AIM: Please output the entries below from the line that contains "Where can you see the navy" through the final line, reproduced exactly and alone.

Point labeling dataset excerpts:
%%
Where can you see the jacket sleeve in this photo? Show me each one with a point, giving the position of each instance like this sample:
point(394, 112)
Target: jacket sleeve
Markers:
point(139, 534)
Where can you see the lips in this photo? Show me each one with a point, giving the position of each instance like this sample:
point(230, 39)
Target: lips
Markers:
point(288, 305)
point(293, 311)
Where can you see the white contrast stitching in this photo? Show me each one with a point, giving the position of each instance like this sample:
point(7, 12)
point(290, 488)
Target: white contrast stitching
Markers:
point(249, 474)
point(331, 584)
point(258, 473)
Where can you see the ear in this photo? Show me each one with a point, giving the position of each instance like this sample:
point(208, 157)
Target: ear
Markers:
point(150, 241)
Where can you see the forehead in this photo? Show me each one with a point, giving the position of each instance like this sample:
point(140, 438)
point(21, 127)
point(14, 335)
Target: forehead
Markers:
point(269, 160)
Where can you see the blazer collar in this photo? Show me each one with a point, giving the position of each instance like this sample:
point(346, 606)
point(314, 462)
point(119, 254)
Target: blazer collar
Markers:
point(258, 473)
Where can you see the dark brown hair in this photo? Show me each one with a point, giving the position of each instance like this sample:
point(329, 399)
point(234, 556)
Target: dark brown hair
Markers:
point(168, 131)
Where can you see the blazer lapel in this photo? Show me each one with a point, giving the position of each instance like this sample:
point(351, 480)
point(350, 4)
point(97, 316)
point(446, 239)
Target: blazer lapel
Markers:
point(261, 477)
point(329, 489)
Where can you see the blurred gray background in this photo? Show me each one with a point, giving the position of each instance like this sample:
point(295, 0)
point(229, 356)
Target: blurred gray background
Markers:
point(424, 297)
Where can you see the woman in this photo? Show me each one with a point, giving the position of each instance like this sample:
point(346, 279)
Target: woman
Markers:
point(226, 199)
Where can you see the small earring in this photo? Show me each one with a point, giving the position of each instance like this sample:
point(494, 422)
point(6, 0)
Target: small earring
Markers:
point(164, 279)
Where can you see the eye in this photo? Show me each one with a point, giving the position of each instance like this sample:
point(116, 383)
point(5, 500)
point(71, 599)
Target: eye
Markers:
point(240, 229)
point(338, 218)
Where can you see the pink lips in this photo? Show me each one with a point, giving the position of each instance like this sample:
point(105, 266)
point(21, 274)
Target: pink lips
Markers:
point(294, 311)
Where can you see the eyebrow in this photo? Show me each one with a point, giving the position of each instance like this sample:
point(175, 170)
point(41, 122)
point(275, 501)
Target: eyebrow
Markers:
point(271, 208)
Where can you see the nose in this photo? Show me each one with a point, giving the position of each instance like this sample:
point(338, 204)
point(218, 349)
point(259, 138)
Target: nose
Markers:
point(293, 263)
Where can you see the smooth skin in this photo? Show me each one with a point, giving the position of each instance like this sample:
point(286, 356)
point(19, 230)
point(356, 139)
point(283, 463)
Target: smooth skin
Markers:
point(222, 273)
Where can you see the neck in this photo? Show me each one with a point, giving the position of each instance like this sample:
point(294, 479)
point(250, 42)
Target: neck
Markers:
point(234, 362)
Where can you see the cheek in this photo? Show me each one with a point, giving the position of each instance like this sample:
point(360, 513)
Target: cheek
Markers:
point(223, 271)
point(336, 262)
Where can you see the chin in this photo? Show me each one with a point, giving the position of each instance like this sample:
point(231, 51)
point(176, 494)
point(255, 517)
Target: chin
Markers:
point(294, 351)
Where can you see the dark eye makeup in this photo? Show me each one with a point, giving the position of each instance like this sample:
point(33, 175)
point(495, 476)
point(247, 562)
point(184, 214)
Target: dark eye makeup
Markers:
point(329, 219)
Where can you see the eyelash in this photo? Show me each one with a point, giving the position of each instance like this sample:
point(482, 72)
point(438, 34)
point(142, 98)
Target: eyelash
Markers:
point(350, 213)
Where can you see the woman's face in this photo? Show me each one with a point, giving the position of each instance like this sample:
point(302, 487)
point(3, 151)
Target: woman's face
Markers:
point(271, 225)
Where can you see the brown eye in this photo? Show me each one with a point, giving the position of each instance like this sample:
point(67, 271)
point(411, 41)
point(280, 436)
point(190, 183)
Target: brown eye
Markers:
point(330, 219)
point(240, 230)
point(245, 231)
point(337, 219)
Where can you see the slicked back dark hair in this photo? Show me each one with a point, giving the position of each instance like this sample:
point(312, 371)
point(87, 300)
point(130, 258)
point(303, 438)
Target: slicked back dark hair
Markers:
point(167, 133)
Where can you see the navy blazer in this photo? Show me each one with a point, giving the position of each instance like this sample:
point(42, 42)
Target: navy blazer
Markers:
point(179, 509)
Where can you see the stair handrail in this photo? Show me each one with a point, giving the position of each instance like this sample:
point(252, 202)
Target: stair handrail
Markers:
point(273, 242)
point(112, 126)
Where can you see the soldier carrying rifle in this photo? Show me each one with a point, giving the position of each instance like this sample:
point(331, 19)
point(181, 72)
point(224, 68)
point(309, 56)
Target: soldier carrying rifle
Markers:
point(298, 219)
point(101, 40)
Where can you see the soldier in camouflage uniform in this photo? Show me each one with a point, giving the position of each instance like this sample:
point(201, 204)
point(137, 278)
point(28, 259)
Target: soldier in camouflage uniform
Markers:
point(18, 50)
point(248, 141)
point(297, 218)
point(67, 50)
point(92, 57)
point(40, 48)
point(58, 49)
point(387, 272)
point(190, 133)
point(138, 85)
%%
FINAL RESULT:
Where can you see the navy blazer in this photo? Show me each one with a point, giving the position of each instance like this sample:
point(42, 42)
Target: navy blazer
Markers:
point(179, 509)
Where can you see the stair handrail in this photo? Show me each one with a point, giving the position of each instance like this sample:
point(252, 202)
Target: stair handrail
Markers:
point(273, 242)
point(112, 126)
Where can you see the soldier carrying rifle in this photo? Show me each one with a point, giving the position of each instance like this sample:
point(331, 19)
point(181, 72)
point(224, 68)
point(309, 56)
Target: soldier carrying rifle
Markers:
point(298, 219)
point(101, 40)
Where can you see the soldier in camouflage uniform in this photo? Show me each one with a point, giving the position of each instance like this sample:
point(201, 204)
point(137, 278)
point(28, 259)
Target: soldier in camouflage uniform
Markers:
point(18, 50)
point(248, 141)
point(297, 218)
point(67, 50)
point(92, 57)
point(40, 48)
point(58, 49)
point(387, 272)
point(190, 133)
point(138, 85)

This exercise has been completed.